__Provided text__.

════

And as a parent, showing a referee respect and kindness (even when you don’t agree with them) is important because it underscores the reason your athlete should be playing the sport to begin with: because it’s fun and it’s joyful. It isn’t fun and it isn’t joyful to have a parent in the stands getting in arguments with the referee—and it creates a hostile environment for the players. “Remember, these young athletes aren’t mini-adults. This is not supposed to be about money, it’s not supposed to be about the win: It’s supposed to be about joy, development, improvement, and working together,” Stanec says.
“Remember, if there is a mishap, it is not the end of the world,” says Stanec. “Personally, anytime I hear a coach or athlete say that they would have won a game if the ref hadn’t made a certain call, I like to respond that a game should never come down to a single mistake made by a human, because humans will make mistakes. So, let’s execute and try to be successful in a way that won’t come down to one or two mistakes.”
If you do notice that there is an issue with a referee making calls you disagree with regularly, Stanec notes that it’s still not your place as a parent to bring the issue up. “It’s usually the coach’s responsibility to respectfully speak to the referee,” she says. “It’s not your job as the parent.”
Lastly, if you notice something happening many times and it seems like the referee doesn’t understand the rules or is favoring the other team, bring it up calmly with the coach a day or so later if you must. But don’t complain about a bad call to your athlete or tell them that the referee ‘caused them to lose.’ Remember, your job as a parent is to role-model good behavior, and showing your young athlete that they can blame others for things going wrong isn’t going to help them later in life.
TAKEAWAY: Without referees, games may be canceled and seasons curtailed, but their numbers are shrinking due to stress caused by parents shouting from the sidelines. Young athletes model their behavior after the way that their parents act, not the things that they say, so showing that referees deserve respect and appreciation is critical.

════

__Data rows__.

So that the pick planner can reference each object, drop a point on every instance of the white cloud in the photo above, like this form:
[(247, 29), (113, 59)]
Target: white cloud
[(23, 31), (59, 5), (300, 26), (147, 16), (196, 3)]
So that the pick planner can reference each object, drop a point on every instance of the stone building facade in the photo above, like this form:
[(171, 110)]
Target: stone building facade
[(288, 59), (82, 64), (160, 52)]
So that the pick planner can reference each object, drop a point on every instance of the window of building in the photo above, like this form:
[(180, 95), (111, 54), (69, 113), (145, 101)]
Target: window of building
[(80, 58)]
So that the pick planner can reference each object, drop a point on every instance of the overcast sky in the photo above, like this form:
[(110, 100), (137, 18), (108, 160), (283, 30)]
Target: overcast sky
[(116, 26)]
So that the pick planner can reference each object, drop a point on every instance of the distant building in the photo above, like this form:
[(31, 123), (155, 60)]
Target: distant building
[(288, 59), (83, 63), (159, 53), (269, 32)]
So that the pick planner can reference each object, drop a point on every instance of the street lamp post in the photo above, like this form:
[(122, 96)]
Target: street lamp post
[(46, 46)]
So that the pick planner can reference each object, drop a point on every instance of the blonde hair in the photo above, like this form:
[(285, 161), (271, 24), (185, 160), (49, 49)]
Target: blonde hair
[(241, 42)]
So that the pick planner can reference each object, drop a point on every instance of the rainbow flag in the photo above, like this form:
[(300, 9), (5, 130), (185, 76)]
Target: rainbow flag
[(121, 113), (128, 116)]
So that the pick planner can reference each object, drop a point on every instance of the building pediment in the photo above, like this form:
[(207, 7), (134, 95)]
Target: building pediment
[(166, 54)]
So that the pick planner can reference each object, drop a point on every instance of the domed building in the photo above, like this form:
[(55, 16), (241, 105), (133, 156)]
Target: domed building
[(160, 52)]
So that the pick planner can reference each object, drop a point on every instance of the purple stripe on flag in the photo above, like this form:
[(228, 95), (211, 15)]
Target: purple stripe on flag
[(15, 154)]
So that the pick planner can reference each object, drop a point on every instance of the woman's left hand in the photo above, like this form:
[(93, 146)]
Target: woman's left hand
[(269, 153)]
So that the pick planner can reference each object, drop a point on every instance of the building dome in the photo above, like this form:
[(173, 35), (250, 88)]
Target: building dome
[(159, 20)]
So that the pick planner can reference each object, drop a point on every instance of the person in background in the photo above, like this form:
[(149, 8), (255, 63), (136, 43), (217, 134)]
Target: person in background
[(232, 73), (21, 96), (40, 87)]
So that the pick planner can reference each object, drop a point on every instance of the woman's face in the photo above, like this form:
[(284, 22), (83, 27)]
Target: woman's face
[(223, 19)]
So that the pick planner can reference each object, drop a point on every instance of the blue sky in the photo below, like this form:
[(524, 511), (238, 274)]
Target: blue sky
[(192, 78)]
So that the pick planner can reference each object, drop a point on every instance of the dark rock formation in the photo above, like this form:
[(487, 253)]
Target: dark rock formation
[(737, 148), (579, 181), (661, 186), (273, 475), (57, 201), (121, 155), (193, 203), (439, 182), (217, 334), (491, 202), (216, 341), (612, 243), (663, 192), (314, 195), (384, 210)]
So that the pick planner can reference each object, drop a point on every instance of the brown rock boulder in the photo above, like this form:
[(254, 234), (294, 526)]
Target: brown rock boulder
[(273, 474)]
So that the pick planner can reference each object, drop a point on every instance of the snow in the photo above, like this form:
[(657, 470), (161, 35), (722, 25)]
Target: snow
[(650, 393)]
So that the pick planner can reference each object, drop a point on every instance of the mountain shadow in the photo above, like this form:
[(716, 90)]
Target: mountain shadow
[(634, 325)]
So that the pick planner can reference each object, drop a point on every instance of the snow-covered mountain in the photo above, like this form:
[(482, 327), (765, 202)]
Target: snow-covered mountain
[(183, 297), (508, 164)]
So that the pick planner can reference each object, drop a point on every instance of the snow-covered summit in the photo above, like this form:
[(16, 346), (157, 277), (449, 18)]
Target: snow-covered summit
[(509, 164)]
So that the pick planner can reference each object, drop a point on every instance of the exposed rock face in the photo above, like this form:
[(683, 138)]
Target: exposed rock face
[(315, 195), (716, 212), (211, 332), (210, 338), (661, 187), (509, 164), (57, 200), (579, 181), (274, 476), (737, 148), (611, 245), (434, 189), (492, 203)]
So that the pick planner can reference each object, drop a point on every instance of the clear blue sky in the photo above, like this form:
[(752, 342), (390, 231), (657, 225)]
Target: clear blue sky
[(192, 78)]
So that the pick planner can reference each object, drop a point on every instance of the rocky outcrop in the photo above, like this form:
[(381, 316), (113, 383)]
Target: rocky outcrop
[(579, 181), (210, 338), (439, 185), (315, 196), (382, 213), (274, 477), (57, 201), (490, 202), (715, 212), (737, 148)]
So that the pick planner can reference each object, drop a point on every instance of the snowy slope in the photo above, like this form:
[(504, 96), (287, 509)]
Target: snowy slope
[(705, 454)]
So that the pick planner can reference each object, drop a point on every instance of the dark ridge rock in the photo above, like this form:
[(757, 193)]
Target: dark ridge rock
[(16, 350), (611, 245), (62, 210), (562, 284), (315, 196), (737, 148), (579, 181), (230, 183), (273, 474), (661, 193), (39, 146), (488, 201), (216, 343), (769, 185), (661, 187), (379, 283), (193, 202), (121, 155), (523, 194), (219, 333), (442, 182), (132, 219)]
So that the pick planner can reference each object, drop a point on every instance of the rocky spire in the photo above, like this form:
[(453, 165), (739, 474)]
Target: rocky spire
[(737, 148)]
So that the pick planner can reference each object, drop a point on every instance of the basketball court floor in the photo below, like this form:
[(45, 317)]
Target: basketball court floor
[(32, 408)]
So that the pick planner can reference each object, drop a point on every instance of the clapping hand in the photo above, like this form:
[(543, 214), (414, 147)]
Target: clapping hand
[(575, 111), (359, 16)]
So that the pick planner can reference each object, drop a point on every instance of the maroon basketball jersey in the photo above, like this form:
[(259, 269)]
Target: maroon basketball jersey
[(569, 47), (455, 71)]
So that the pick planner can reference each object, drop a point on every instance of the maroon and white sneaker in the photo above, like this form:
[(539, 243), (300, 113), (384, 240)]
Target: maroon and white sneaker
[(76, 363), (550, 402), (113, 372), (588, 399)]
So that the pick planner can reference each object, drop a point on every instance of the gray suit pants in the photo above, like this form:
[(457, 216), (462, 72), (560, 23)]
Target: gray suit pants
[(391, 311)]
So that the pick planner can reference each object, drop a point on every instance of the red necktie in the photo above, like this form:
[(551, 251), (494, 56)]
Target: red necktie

════

__The tasks__.
a - Answer each question from the referee text, one answer per line, marked the same way:
(i) According to Stanec, whose responsibility is it usually to speak to the referee?
(ii) If a referee seems not to understand the rules or to favor the other team, when and with whom may a parent raise it?
(iii) What does the referee text give as the cause of shrinking referee numbers?
b - Based on the referee text, explain why a parent should not tell their athlete that the referee caused them to lose.
c - From the referee text, set down the passage between "Lastly, if you" and "later in life.", inclusive.

__Responses by task__.
a -
(i) The coach's.
(ii) With the coach, calmly, a day or so later, and only if the parent must.
(iii) Stress caused by parents shouting from the sidelines.

b - A parent's job is to role-model good behavior. Showing a young athlete that they can blame others when things go wrong won't help them later in life.

c -
Lastly, if you notice something happening many times and it seems like the referee doesn’t understand the rules or is favoring the other team, bring it up calmly with the coach a day or so later if you must. But don’t complain about a bad call to your athlete or tell them that the referee ‘caused them to lose.’ Remember, your job as a parent is to role-model good behavior, and showing your young athlete that they can blame others for things going wrong isn’t going to help them later in life.